• [Extract to read]:
◆ ◆ ◆ ◆ ◆

Note: ``index_col=False`` can be used to force pandas to *not* use the first
column as the index, e.g., when you have a malformed file with delimiters at
the end of each line.

usecols : Sequence of Hashable or Callable, optional

Subset of columns to select, denoted either by column labels or column indices.
If list-like, all elements must either
be positional (i.e. integer indices into the document columns) or strings
that correspond to column names provided either by the user in ``names`` or
inferred from the document header row(s). If ``names`` are given, the document
header row(s) are not taken into account. For example, a valid list-like
``usecols`` parameter would be ``[0, 1, 2]`` or ``['foo', 'bar', 'baz']``.
Element order is ignored, so ``usecols=[0, 1]`` is the same as ``[1, 0]``.
To instantiate a :class:`~pandas.DataFrame` from ``data`` with element order
preserved use ``pd.read_csv(data, usecols=['foo', 'bar'])[['foo', 'bar']]``
for columns in ``['foo', 'bar']`` order or
``pd.read_csv(data, usecols=['foo', 'bar'])[['bar', 'foo']]``
for ``['bar', 'foo']`` order.

If callable, the callable function will be evaluated against the column
names, returning names where the callable function evaluates to ``True``. An
example of a valid callable argument would be ``lambda x: x.upper() in
['AAA', 'BBB', 'DDD']``. Using this parameter results in much faster
parsing time and lower memory usage.

dtype : dtype or dict of {Hashable : dtype}, optional

Data type(s) to apply to either the whole dataset or individual columns.
E.g., ``{'a': np.float64, 'b': np.int32, 'c': 'Int64'}``
Use ``str`` or ``object`` together with suitable ``na_values`` settings
to preserve and not interpret ``dtype``.
If ``converters`` are specified, they will be applied INSTEAD
of ``dtype`` conversion.

.. versionadded:: 1.5.0

    Support for ``defaultdict`` was added. Specify a ``defaultdict`` as input where
    the default determines the ``dtype`` of the columns which are not explicitly
    listed.

engine : {'c', 'python', 'pyarrow'}, optional

Parser engine to use. The C and pyarrow engines are faster, while the python engine
is currently more feature-complete. Multithreading is currently only supported by
the pyarrow engine.

◆ ◆ ◆ ◆ ◆

• [Items]:
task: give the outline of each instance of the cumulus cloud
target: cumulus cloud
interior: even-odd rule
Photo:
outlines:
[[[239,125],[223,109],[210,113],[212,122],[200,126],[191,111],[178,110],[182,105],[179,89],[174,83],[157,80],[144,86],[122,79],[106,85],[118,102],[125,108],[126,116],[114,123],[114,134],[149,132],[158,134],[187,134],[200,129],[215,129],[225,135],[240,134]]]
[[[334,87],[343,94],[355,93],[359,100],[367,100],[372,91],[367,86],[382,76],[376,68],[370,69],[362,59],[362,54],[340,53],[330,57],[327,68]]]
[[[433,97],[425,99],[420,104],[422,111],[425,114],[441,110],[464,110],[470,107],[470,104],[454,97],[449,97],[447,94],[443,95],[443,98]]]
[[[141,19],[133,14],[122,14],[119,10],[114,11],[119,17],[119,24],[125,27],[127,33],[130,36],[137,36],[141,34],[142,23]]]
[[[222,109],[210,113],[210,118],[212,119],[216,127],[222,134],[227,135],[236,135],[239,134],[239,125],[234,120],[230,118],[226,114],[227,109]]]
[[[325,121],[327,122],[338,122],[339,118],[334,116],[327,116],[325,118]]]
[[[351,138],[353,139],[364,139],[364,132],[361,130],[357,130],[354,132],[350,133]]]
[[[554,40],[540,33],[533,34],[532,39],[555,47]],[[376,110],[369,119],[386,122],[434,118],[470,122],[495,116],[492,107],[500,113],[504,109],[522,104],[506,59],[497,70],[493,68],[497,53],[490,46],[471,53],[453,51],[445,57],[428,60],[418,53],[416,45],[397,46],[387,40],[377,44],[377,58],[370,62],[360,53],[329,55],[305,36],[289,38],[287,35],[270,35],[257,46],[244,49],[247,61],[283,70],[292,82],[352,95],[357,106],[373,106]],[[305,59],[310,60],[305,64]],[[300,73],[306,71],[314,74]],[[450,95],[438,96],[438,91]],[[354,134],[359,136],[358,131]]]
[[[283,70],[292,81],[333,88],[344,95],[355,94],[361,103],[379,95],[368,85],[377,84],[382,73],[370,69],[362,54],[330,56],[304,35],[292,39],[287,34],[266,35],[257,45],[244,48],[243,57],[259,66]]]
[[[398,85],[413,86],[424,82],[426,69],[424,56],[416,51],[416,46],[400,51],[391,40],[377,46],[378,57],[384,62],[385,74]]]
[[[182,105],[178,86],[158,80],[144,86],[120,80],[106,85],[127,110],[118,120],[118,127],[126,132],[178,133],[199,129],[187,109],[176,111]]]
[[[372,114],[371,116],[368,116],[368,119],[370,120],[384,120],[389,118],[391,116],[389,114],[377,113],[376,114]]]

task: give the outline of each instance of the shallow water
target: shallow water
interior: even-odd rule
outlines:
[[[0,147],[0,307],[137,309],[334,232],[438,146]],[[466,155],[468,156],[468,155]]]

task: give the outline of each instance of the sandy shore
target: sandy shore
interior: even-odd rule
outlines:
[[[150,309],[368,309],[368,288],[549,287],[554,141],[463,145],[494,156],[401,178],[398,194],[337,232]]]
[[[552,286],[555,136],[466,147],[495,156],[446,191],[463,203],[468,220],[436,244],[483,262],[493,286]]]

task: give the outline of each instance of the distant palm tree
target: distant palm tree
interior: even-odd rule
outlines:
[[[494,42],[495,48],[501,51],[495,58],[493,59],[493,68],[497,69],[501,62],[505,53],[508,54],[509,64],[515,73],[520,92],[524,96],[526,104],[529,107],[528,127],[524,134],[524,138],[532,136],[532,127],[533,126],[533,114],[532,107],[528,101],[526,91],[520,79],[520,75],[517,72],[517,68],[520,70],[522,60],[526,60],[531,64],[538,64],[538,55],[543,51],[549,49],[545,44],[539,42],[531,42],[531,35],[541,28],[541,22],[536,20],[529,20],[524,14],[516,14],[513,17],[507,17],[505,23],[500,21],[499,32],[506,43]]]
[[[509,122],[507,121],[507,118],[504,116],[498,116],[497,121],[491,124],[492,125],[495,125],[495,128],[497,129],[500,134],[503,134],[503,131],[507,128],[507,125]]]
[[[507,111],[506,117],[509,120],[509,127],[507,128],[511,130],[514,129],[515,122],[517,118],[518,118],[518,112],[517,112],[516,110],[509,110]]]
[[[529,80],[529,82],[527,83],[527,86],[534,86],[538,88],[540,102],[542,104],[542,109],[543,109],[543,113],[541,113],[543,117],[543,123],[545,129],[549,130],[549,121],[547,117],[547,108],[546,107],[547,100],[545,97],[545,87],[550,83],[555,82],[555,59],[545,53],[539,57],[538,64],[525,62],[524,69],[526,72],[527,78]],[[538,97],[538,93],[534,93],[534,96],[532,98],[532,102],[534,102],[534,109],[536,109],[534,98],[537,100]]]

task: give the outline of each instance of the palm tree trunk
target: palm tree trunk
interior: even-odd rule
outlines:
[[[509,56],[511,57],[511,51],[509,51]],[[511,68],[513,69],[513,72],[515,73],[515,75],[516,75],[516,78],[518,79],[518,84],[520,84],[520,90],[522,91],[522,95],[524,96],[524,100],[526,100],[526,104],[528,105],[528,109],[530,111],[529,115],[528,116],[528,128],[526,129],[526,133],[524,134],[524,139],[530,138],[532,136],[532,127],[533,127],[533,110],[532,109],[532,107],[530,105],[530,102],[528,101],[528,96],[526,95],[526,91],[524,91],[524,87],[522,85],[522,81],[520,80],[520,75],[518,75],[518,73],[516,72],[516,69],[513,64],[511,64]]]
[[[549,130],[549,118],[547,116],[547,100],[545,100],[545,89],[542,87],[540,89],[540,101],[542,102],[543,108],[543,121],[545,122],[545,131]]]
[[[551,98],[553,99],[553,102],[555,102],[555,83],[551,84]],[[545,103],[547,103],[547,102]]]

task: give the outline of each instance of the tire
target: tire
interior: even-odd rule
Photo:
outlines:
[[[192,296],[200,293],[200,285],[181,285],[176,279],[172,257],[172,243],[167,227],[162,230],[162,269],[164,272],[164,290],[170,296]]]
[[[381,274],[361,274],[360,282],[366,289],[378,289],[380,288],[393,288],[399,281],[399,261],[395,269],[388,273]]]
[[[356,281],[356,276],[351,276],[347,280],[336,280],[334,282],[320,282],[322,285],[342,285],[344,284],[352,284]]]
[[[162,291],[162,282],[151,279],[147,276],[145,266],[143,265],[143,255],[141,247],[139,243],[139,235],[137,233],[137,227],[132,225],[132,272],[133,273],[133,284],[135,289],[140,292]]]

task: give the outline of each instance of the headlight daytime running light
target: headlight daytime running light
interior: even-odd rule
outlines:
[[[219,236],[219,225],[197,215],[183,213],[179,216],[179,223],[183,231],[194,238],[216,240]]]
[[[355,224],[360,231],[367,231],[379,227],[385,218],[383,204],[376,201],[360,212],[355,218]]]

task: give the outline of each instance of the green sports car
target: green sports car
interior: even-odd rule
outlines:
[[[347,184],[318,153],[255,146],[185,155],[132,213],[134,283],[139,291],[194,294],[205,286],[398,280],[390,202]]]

◆ ◆ ◆ ◆ ◆

• [Directions]:
A) Please answer these questions from the pandas excerpt, one per line:
(i) Which engine is the only one that currently supports multithreading?
(ii) In which version was support for defaultdict added?
(iii) According to the excerpt, usecols=[0, 1] is the same as what?
B) In the pandas excerpt, take the part that opens with the words containing "If callable, the" and closes with "lower memory usage.", and write it out with "memory usage" swapped for "memory use".
C) Name every parser engine that the pandas excerpt offers as an option for engine.
The lines play no part in any of this.

• [Solution list]:
A)
(i) The pyarrow engine.
(ii) Version 1.5.0.
(iii) [1, 0]

B)
If callable, the callable function will be evaluated against the column
names, returning names where the callable function evaluates to ``True``. An
example of a valid callable argument would be ``lambda x: x.upper() in
['AAA', 'BBB', 'DDD']``. Using this parameter results in much faster
parsing time and lower memory use.

C) c, python, pyarrow